=== TO DO ===
Copy out the material from the line containing "In this exercise you will point out the woman holding" through the line containing "[(189, 173)]", both included. Shift every coordinate in the answers by -25 and leave all other numbers unchanged.

[Items from a data source]

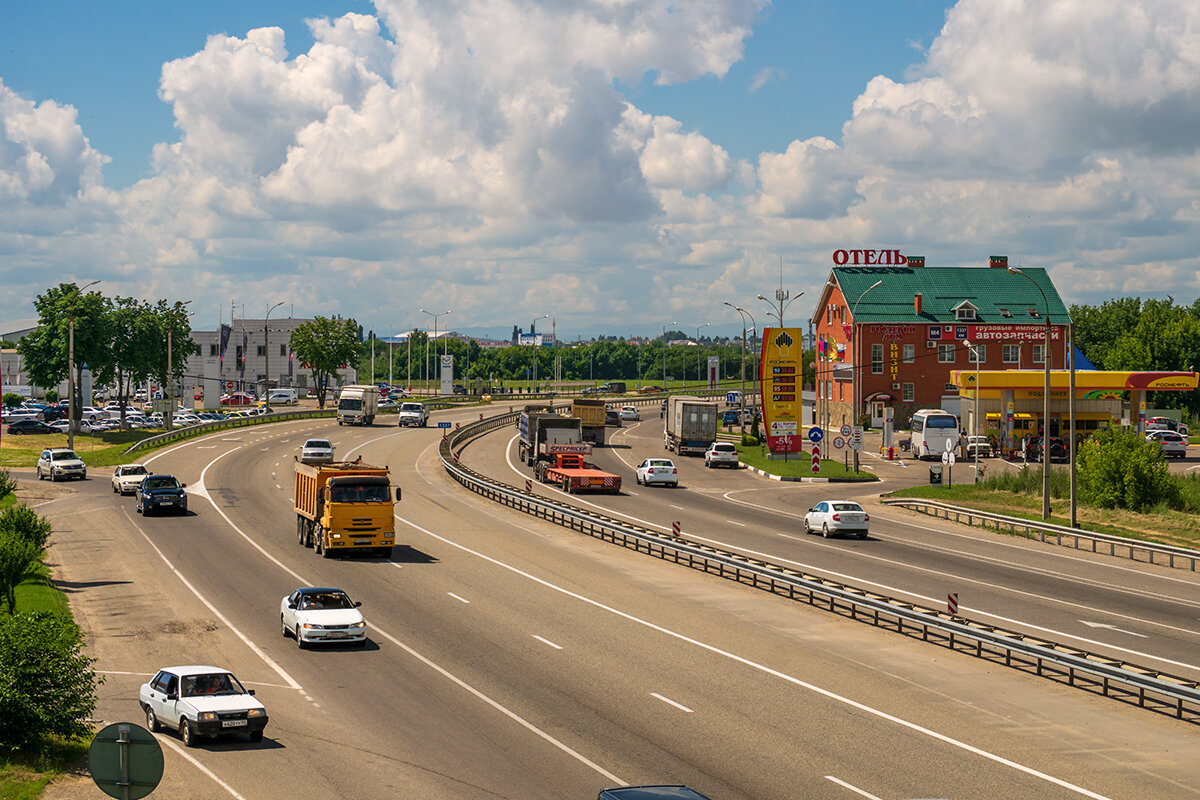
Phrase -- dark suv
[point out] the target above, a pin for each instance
(161, 493)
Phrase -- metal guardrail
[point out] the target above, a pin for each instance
(1110, 677)
(1062, 535)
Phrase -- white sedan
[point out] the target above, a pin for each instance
(127, 477)
(322, 614)
(658, 470)
(837, 517)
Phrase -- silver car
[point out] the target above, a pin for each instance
(837, 517)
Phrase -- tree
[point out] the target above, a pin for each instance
(325, 346)
(47, 685)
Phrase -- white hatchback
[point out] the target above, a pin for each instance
(837, 517)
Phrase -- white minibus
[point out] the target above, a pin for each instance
(931, 429)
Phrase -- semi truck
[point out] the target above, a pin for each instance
(345, 507)
(567, 468)
(592, 414)
(690, 425)
(358, 404)
(540, 429)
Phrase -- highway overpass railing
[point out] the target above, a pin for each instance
(1110, 677)
(1044, 531)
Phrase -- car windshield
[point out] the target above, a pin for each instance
(324, 600)
(361, 493)
(213, 684)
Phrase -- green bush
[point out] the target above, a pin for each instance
(25, 523)
(1119, 469)
(47, 685)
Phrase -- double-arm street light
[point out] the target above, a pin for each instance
(534, 342)
(267, 358)
(699, 379)
(441, 313)
(857, 358)
(71, 383)
(1045, 403)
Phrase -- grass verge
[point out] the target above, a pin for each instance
(799, 467)
(1161, 525)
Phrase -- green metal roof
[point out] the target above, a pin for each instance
(991, 290)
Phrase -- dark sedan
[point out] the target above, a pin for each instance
(161, 493)
(29, 427)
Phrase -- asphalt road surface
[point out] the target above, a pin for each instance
(514, 659)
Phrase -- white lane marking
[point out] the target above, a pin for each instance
(1113, 627)
(670, 702)
(753, 665)
(171, 743)
(852, 788)
(270, 662)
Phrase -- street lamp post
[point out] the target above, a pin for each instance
(699, 379)
(534, 343)
(1045, 401)
(857, 353)
(267, 358)
(71, 382)
(441, 313)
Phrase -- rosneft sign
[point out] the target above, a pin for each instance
(783, 378)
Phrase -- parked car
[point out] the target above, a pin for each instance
(60, 463)
(1170, 443)
(127, 477)
(837, 517)
(27, 427)
(160, 493)
(322, 614)
(658, 470)
(201, 701)
(721, 453)
(317, 451)
(978, 444)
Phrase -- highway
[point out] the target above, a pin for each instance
(514, 659)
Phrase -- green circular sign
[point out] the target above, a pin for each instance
(125, 761)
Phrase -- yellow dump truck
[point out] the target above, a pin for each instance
(345, 507)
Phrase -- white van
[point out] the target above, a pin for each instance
(931, 429)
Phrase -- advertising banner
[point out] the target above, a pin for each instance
(783, 378)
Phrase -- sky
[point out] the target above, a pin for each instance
(617, 164)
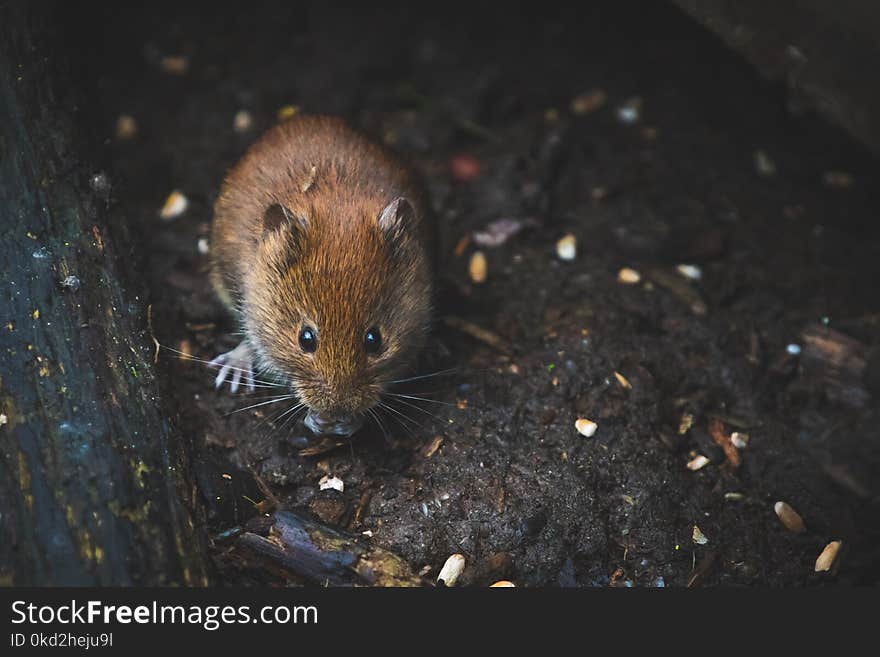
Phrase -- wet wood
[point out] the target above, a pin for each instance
(298, 548)
(92, 480)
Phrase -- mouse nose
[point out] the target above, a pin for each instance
(338, 424)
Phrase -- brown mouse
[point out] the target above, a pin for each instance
(322, 248)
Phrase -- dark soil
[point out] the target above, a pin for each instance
(512, 485)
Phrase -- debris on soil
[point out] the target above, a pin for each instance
(499, 231)
(174, 206)
(829, 555)
(837, 180)
(465, 168)
(588, 102)
(631, 111)
(287, 112)
(174, 64)
(690, 271)
(789, 517)
(477, 267)
(764, 165)
(586, 427)
(724, 441)
(628, 276)
(243, 121)
(451, 570)
(838, 362)
(478, 332)
(332, 483)
(566, 248)
(126, 127)
(680, 288)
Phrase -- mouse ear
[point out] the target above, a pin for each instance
(277, 216)
(395, 219)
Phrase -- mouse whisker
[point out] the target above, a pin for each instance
(424, 399)
(263, 403)
(426, 376)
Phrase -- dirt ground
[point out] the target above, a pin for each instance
(492, 467)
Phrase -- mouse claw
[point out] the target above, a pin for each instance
(238, 362)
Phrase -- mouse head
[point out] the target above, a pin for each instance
(338, 305)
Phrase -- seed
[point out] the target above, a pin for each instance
(585, 427)
(789, 517)
(628, 276)
(698, 462)
(451, 570)
(588, 102)
(566, 248)
(334, 483)
(837, 179)
(630, 111)
(287, 112)
(175, 205)
(765, 166)
(174, 64)
(477, 267)
(690, 271)
(243, 121)
(828, 557)
(126, 127)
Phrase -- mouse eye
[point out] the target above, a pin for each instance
(373, 341)
(308, 341)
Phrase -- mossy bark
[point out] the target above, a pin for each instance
(94, 485)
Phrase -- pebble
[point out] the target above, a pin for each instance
(828, 557)
(566, 248)
(628, 276)
(698, 463)
(789, 517)
(175, 205)
(585, 427)
(334, 483)
(451, 570)
(477, 267)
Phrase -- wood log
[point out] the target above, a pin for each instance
(93, 483)
(297, 548)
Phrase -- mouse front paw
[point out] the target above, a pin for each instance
(236, 365)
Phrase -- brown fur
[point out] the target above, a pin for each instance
(330, 267)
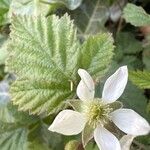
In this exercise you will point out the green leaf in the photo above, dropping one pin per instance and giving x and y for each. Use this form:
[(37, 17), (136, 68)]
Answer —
[(44, 54), (91, 17), (127, 43), (96, 51), (70, 4), (136, 15), (10, 118), (4, 8), (146, 58), (140, 79), (28, 7), (14, 140)]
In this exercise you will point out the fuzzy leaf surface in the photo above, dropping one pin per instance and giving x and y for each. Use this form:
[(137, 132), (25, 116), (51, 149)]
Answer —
[(45, 54), (136, 15)]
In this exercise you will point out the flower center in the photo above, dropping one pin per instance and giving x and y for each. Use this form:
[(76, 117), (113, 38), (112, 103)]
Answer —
[(96, 112)]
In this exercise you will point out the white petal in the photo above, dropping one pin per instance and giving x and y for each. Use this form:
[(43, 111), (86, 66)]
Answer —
[(85, 89), (130, 122), (126, 142), (68, 122), (106, 140), (115, 85)]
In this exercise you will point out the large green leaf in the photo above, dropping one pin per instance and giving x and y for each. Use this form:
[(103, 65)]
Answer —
[(45, 56), (136, 15), (127, 43), (71, 4), (140, 79), (10, 118)]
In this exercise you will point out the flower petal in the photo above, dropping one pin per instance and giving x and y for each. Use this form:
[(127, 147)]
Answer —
[(106, 140), (85, 89), (115, 85), (68, 122), (126, 142), (130, 122)]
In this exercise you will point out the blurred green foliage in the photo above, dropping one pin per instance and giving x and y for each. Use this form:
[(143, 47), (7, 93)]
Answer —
[(131, 32)]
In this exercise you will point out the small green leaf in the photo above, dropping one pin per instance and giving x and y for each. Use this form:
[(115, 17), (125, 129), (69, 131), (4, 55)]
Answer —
[(140, 79), (45, 54), (136, 15)]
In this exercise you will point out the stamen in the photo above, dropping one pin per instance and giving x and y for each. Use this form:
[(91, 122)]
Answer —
[(97, 112)]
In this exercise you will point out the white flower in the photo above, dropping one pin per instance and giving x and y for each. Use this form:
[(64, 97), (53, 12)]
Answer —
[(97, 112)]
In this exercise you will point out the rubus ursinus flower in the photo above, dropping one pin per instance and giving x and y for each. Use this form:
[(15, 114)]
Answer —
[(98, 112)]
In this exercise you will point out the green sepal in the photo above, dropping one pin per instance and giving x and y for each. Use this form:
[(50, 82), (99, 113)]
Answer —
[(76, 104), (87, 134)]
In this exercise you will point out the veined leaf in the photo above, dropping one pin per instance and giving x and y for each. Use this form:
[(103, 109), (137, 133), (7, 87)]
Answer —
[(136, 15), (10, 118), (45, 56), (71, 4), (140, 79), (4, 8), (94, 50)]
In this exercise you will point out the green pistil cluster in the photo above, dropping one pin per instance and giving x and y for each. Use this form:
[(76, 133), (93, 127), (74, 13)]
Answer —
[(96, 112)]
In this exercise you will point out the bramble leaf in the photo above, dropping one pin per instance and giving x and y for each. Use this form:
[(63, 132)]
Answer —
[(136, 15), (45, 54), (70, 4), (140, 79)]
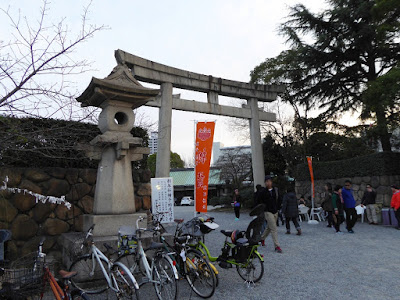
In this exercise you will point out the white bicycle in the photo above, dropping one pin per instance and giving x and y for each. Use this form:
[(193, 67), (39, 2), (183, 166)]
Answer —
[(96, 273), (158, 268)]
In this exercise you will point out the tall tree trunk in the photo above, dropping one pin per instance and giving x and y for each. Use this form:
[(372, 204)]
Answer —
[(381, 122), (383, 131)]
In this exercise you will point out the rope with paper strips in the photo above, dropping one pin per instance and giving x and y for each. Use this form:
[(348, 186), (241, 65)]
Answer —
[(38, 197)]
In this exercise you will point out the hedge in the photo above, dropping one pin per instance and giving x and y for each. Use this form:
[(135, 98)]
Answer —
[(383, 163)]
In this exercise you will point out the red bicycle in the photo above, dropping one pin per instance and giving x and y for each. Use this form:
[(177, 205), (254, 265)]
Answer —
[(29, 277)]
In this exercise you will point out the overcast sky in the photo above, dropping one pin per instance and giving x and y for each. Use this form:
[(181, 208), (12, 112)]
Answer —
[(214, 37)]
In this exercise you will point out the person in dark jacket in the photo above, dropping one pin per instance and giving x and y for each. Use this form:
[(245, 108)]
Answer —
[(237, 203), (257, 195), (269, 197), (327, 203), (368, 200), (337, 208), (349, 206), (290, 209)]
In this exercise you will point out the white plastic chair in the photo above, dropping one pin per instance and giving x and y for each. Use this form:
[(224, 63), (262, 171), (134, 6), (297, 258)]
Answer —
[(317, 211), (303, 211)]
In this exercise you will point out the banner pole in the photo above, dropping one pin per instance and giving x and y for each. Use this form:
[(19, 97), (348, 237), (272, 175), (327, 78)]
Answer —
[(194, 157)]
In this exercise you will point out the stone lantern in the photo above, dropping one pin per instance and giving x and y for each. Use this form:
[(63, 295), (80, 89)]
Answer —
[(117, 95)]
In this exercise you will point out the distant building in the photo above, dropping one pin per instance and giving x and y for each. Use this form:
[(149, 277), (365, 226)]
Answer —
[(219, 150), (153, 142)]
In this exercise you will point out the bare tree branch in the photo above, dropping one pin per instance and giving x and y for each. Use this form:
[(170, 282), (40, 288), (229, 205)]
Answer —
[(37, 63)]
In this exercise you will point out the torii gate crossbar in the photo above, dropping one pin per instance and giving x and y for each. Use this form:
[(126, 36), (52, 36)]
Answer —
[(168, 77)]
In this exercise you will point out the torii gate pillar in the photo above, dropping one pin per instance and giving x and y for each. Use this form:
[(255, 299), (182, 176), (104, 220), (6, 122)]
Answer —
[(163, 161), (256, 145)]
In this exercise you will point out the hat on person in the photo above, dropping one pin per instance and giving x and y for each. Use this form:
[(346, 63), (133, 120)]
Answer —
[(268, 177)]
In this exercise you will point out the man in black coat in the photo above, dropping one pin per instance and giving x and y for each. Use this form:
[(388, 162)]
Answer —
[(270, 198), (368, 200), (290, 208)]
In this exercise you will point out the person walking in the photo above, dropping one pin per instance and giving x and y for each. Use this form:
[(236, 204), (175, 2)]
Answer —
[(269, 197), (237, 203), (349, 206), (368, 201), (327, 203), (257, 195), (337, 208), (395, 203), (257, 201), (290, 208)]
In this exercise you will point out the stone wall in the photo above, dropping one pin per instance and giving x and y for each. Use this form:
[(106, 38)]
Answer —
[(29, 221), (380, 183)]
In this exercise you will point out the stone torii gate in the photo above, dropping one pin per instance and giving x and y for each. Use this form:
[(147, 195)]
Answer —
[(168, 77)]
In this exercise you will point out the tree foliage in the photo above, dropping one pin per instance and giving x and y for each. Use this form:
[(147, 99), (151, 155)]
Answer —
[(236, 166), (339, 58), (176, 162)]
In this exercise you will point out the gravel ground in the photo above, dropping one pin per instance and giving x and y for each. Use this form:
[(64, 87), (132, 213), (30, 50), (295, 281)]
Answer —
[(317, 265)]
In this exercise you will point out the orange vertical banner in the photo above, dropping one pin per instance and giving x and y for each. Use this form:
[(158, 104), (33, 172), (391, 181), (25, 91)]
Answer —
[(203, 149), (309, 160)]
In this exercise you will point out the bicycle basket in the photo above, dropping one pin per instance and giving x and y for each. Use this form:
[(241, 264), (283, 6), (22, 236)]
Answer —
[(127, 241), (241, 251), (23, 277), (79, 246), (191, 227)]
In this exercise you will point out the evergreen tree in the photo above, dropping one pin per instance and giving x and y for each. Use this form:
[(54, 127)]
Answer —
[(342, 59)]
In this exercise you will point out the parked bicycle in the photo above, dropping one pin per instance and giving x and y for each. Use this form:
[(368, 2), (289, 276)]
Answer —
[(239, 249), (191, 264), (97, 273), (31, 275), (158, 269)]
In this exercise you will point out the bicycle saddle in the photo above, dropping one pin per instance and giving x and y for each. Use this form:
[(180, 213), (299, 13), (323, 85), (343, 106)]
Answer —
[(155, 245), (67, 275), (227, 233)]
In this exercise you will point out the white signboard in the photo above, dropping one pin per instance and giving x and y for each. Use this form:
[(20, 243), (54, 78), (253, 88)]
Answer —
[(162, 199)]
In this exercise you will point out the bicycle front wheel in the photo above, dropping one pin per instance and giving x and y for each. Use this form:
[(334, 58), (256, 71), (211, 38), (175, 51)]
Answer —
[(165, 283), (204, 252), (252, 270), (199, 274), (90, 277), (126, 286)]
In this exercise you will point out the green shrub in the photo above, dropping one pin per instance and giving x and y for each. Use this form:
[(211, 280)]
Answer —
[(384, 163)]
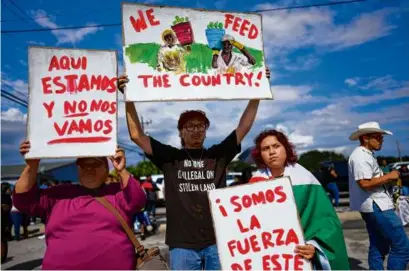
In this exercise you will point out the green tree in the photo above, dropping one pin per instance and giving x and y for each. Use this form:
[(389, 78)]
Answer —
[(311, 159), (143, 168)]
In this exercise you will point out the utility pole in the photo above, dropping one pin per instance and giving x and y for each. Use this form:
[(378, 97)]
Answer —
[(143, 123), (399, 154)]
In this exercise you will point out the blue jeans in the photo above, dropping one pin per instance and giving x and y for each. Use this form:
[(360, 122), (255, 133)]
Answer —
[(405, 190), (333, 193), (194, 259), (386, 236), (17, 219)]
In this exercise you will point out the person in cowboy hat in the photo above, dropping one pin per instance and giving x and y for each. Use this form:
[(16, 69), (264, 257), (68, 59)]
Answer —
[(369, 191)]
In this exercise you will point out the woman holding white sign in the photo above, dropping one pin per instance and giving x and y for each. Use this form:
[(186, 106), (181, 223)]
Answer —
[(80, 232), (276, 157)]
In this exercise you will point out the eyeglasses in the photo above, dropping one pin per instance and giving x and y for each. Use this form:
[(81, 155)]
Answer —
[(378, 137), (201, 127)]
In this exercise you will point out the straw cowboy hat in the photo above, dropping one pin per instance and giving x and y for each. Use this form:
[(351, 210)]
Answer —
[(368, 128)]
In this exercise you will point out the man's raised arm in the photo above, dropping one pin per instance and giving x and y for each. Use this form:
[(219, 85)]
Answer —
[(134, 126)]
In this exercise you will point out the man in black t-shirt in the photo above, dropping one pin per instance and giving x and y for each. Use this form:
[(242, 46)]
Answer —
[(189, 173)]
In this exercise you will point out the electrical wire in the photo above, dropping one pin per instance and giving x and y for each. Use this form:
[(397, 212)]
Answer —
[(119, 24)]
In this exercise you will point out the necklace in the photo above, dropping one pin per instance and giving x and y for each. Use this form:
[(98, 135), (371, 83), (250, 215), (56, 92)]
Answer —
[(200, 159)]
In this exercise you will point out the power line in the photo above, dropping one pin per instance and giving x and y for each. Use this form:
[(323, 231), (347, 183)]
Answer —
[(21, 10), (59, 28), (13, 96), (59, 15), (119, 24), (15, 90)]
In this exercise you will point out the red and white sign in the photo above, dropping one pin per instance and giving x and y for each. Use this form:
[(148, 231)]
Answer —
[(257, 226), (72, 103)]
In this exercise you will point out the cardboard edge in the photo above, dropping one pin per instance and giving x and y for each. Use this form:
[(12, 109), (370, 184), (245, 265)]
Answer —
[(218, 244), (123, 46), (268, 180), (29, 97), (190, 8)]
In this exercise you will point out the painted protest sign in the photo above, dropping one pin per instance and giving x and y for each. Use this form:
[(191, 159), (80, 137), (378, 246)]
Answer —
[(257, 226), (72, 103), (186, 54)]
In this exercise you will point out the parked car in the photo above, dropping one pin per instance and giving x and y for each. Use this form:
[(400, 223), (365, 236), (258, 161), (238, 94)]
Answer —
[(341, 168), (230, 177), (160, 182), (397, 165)]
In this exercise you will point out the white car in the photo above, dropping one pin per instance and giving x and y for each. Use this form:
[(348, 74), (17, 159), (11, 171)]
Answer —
[(160, 182)]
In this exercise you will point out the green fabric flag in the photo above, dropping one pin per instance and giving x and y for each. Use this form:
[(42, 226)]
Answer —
[(319, 220)]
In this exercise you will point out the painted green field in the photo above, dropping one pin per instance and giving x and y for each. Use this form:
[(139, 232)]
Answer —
[(198, 60)]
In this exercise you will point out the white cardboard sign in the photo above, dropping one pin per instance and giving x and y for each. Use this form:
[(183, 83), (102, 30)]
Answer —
[(257, 226), (186, 54), (72, 103)]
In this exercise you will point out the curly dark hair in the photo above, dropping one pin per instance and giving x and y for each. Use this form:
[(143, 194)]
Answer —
[(283, 139), (192, 114)]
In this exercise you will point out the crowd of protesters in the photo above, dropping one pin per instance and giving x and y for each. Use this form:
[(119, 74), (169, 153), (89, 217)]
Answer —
[(77, 222)]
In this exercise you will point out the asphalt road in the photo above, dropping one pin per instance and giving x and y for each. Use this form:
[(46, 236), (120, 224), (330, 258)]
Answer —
[(27, 254)]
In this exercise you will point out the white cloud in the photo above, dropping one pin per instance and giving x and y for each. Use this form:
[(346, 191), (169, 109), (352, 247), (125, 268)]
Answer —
[(351, 81), (13, 115), (66, 35), (300, 63), (292, 29), (289, 93), (33, 42), (382, 83), (300, 140)]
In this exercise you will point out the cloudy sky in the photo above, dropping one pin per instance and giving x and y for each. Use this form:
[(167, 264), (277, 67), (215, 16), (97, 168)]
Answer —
[(332, 69)]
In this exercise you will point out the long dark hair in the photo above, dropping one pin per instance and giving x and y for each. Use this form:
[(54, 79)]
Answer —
[(282, 138)]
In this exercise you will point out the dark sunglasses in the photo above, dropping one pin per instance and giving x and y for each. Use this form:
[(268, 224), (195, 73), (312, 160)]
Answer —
[(201, 127), (378, 137)]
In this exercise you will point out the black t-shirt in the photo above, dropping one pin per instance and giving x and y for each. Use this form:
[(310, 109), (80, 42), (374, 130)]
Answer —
[(404, 175), (187, 180)]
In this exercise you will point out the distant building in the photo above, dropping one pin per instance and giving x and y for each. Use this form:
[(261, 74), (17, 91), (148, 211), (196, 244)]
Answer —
[(60, 171)]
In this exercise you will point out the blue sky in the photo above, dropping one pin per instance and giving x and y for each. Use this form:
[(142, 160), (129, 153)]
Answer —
[(332, 69)]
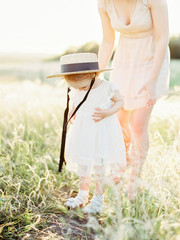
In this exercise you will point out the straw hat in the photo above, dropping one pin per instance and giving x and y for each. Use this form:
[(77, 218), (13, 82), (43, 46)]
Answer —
[(78, 63)]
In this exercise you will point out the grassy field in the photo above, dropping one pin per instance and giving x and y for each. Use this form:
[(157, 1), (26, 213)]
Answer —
[(32, 192)]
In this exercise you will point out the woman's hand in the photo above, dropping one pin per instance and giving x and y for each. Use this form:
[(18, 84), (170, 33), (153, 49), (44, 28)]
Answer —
[(100, 114), (150, 88)]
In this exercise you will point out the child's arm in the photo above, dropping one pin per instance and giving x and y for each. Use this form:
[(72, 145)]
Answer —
[(100, 114)]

=== EXERCISE RESPONSE ===
In this exercise you will point out the woman holding white sign in the photo above, dropping one pin per instance and giving x and y for each. Use this form:
[(186, 106), (181, 223)]
Answer —
[(55, 207), (251, 132)]
In this exercise you will point out the eyeglasses in the photo above, dropping one pin per instance and giving x and y for each. Use this form:
[(81, 155)]
Answer —
[(353, 112), (176, 102)]
In this exercise you will point out the straw cowboy hat in the photo above, dropping one pin per instance and giving x and y for each. Use this form:
[(351, 210)]
Answer —
[(343, 103)]
In this exercise you will point out the man's raised arm in the photo above, dropping one pin per instance and giving x and y for each. Use this form:
[(219, 85)]
Answer —
[(109, 101)]
In this exercise you will point out the man in black t-shirt in the photo above, dropping one pin per instance and giving x and y for each. Use this form:
[(242, 46)]
Answer —
[(164, 148)]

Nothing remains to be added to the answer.